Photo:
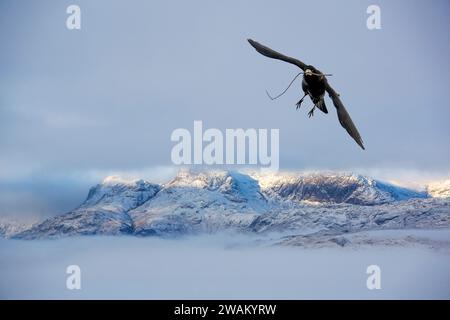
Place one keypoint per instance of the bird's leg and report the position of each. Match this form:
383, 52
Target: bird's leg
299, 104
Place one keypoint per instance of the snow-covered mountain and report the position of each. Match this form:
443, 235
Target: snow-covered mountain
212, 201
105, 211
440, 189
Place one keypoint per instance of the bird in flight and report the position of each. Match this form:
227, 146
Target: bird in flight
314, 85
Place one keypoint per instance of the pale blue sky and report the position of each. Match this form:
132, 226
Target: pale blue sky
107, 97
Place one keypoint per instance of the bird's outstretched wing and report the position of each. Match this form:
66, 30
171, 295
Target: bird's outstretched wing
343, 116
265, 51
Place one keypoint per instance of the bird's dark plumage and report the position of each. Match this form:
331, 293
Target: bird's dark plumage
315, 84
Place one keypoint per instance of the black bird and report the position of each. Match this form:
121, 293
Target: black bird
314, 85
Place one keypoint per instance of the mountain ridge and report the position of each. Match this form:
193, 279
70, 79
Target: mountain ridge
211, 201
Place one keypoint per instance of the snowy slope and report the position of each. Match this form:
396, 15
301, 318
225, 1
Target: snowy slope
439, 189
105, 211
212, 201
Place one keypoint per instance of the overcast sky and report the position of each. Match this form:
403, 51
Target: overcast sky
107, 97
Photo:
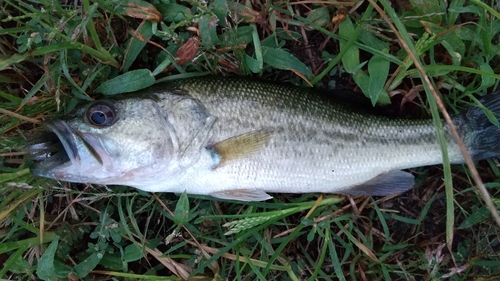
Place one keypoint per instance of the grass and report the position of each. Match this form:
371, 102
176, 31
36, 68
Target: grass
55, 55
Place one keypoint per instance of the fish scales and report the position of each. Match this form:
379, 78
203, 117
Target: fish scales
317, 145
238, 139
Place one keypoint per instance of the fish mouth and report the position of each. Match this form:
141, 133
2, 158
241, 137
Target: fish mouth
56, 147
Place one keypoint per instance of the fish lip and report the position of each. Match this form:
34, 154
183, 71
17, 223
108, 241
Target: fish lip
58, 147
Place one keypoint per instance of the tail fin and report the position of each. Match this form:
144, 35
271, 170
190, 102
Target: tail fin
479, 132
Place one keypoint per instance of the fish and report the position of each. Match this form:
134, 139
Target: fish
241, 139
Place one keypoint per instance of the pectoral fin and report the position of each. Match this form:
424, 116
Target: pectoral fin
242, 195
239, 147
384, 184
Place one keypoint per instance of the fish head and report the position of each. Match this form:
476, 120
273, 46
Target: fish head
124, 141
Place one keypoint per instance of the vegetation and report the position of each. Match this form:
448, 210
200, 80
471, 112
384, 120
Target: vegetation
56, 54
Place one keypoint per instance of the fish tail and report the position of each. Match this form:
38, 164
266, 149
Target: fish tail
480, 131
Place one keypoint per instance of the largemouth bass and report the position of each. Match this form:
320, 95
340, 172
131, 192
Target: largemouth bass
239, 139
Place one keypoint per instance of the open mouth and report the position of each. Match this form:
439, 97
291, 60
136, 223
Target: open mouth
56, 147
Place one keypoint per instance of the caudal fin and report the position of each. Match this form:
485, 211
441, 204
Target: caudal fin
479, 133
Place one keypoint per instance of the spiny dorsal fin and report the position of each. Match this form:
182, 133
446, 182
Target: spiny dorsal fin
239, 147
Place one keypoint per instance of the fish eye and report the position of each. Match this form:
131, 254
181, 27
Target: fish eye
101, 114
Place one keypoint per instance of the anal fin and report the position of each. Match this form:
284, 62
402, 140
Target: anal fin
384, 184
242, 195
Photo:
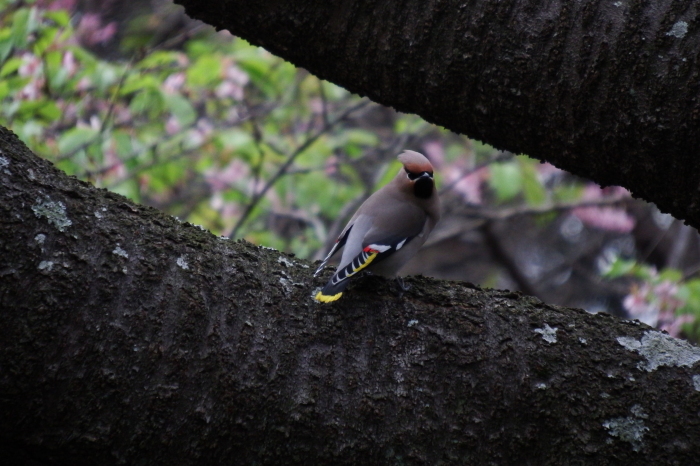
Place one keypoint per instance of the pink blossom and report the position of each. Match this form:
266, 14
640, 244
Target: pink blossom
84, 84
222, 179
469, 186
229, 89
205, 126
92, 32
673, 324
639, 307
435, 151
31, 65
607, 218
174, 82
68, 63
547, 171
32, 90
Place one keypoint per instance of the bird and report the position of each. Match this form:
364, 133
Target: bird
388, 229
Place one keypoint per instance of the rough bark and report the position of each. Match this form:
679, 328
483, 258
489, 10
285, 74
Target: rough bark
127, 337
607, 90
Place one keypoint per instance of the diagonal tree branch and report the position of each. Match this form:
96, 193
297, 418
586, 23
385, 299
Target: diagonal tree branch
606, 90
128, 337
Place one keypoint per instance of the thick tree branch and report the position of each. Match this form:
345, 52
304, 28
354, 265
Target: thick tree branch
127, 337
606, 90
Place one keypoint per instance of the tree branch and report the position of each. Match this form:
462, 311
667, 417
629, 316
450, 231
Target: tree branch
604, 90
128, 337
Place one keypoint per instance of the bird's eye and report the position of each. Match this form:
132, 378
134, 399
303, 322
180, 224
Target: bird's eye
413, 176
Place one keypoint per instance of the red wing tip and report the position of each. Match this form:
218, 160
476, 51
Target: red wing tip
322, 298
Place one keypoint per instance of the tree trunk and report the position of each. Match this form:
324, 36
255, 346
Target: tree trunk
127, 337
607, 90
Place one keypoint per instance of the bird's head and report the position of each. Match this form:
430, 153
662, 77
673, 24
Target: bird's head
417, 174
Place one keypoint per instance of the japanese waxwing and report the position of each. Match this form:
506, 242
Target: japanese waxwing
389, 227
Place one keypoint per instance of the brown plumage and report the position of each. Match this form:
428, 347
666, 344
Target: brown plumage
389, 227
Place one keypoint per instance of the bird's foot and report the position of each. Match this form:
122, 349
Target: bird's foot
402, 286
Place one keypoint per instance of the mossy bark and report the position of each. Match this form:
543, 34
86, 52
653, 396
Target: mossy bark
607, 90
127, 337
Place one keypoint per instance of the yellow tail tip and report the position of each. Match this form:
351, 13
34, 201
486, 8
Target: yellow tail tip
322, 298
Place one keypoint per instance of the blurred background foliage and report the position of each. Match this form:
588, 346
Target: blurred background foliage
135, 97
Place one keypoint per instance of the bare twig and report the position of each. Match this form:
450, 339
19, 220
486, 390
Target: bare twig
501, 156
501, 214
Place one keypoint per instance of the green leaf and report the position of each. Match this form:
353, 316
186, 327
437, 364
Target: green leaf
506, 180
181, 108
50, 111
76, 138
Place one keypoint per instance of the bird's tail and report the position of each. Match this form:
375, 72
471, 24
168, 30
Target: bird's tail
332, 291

.....

• **Stated goal**:
Your task is to set down the records shown above exactly, minus any pictures.

• **Reply to the exercise**:
Photo:
Place one keypoint per instance of the bird's leg and report the position of each. Match this form:
383, 52
Target: bird's leg
299, 104
Place one keypoint per instance of the snow-covered mountain and report the position of each. Match this form:
443, 235
Target: snow-covered mountain
212, 201
105, 211
440, 189
Place one keypoint per instance of the bird in flight and report the position of each. Match this form:
227, 146
Target: bird in flight
314, 85
Place one keypoint per instance of the pale blue sky and report the position of each. Match this form:
132, 226
Target: pale blue sky
107, 97
Place one keypoint per instance of the bird's outstretched wing and report the position of each. Match this form:
66, 30
171, 295
Target: bird's outstretched wing
343, 116
265, 51
Place one keypoint per instance of the bird's dark plumage and report the position of each. Match this form:
331, 293
Target: bird's dark plumage
315, 84
Place one keypoint per instance of the black bird and report the position of each. Match this form:
121, 293
Target: black bird
314, 85
Place one keypoint per instance of the mountain ridge and report the position of each. Match this form:
193, 279
70, 79
Target: mountain ridge
211, 201
Place one keypoint per instance of the snowy slope and report the position of each. Match this form:
396, 15
301, 318
225, 1
Target: snowy slope
439, 189
105, 211
212, 201
Place one keypoint per instance of the overcast sky and report the position of each. Match this form:
403, 51
Target: overcast sky
107, 97
Photo:
Place one keypoint per instance of the grass and report the position of each. Match this form:
371, 102
176, 31
36, 68
Target: grass
55, 55
Place one keypoint per instance of the fish scales and report the position of each. Match this form:
379, 78
203, 117
Target: fish scales
317, 145
238, 139
Place one keypoint per instance of the fish mouth and report the position of each. Match this form:
141, 133
2, 158
241, 137
Target: fish mouth
56, 147
Place one keypoint per instance of the fish lip and report the position of each. Match this form:
34, 154
183, 71
17, 223
108, 241
Target: fish lip
58, 147
Place one keypoint per instance of the tail fin and report the position of each. Match this form:
144, 35
271, 170
190, 102
Target: tail fin
479, 132
Place one keypoint per instance of the fish and report the position of each. Match this form:
134, 139
Target: fish
241, 139
Place one keypoint per instance of the pectoral fin and report the position of each. Match this form:
424, 116
Target: pectoral fin
242, 195
239, 147
384, 184
Place one keypoint per instance of the fish head and report the position of each. Match this form:
476, 120
273, 46
Target: fish head
124, 141
Place one keypoint per instance of the vegetation and report the position of each. Match this form:
448, 210
200, 80
471, 112
384, 120
Target: vegetation
56, 54
Place one keypoint per instance of the fish tail and report the position of each. Match this form:
38, 164
266, 149
Target: fish tail
480, 131
Place one keypoint per instance of the largemouth bass and report the position of each. Match this form:
320, 95
340, 172
131, 192
Target: largemouth bass
239, 139
Place one keypoint per instance of the open mouth and report the position of each. Match this form:
439, 97
291, 60
136, 223
Target: open mouth
56, 147
Place one keypoint per instance of the caudal fin and report the position of each. Match this form:
485, 211
441, 204
Target: caudal fin
479, 133
Place one keypoint per instance of the spiny dorsal fin and report the position of each. Match this form:
182, 133
446, 182
Target: spiny dorsal fin
239, 147
Place one keypoint per instance of the fish eye and report the position of each. Match this form:
131, 254
181, 27
Target: fish eye
101, 114
Place one keypoint per instance of the anal fin and report the position of each. Match this form:
284, 62
402, 140
Target: anal fin
384, 184
242, 195
Photo:
Place one keypoint per instance of the pink blossom and report the position of each. Match this form:
266, 14
640, 244
Target: pink blossom
84, 84
222, 179
469, 186
229, 89
205, 126
92, 32
673, 324
639, 307
435, 151
31, 65
607, 218
174, 82
68, 63
547, 171
32, 90
Place one keypoint per instance of the bird and report the position of each. Match this form:
364, 133
Target: bird
388, 229
Place one keypoint per instance of the rough bark and report the position of each. Match this form:
679, 328
483, 258
489, 10
285, 74
Target: rough bark
127, 337
607, 90
Place one keypoint per instance of the diagonal tree branch and report the position of each. Match this form:
96, 193
297, 418
586, 23
385, 299
Target: diagonal tree branch
606, 90
128, 337
Place one keypoint per instance of the thick tree branch and report the position of each. Match this form:
345, 52
304, 28
354, 265
Target: thick tree branch
127, 337
606, 90
Place one keypoint per instance of the tree branch and report the position of each. Match this form:
462, 311
667, 417
629, 316
450, 231
Target: tree branch
604, 90
128, 337
Place one keypoint per instance of the bird's eye and report the position of each. Match this form:
132, 378
134, 399
303, 322
180, 224
Target: bird's eye
413, 176
Place one keypoint per instance of the red wing tip and report the position of each. Match this form:
218, 160
476, 51
Target: red wing tip
322, 298
Place one keypoint per instance of the tree trunk and report the position of each. Match this form:
324, 36
255, 346
Target: tree trunk
127, 337
607, 90
Place one keypoint per instance of the bird's head and report the position of each. Match this form:
430, 153
662, 77
673, 24
Target: bird's head
417, 174
Place one keypoint per instance of the japanese waxwing and report the position of each. Match this form:
506, 242
Target: japanese waxwing
389, 227
Place one keypoint per instance of the brown plumage and report the position of each. Match this form:
428, 347
666, 344
Target: brown plumage
389, 227
Place one keypoint per instance of the bird's foot and report the position of each. Match this form:
122, 349
Target: bird's foot
402, 286
Place one keypoint per instance of the mossy bark and report the position of each. Match this form:
543, 34
86, 52
653, 396
Target: mossy bark
607, 90
127, 337
Place one keypoint per instance of the yellow tail tip and report the position of each. Match this form:
351, 13
34, 201
486, 8
Target: yellow tail tip
322, 298
Place one keypoint per instance of the blurred background foliage and report the position of each. Match this form:
588, 346
Target: blurred background foliage
135, 97
Place one keypoint per instance of the bare twig and report the position of each. Match this form:
450, 339
19, 220
486, 390
Target: bare twig
501, 156
501, 214
Place one keypoint per instance of the green leaf and report the position of each. Match this form:
353, 316
186, 327
437, 364
Target: green leaf
506, 180
181, 108
50, 111
76, 138
Place one keypoint per instance of the bird's tail and report the position of each. Match this form:
375, 72
471, 24
168, 30
Target: bird's tail
332, 291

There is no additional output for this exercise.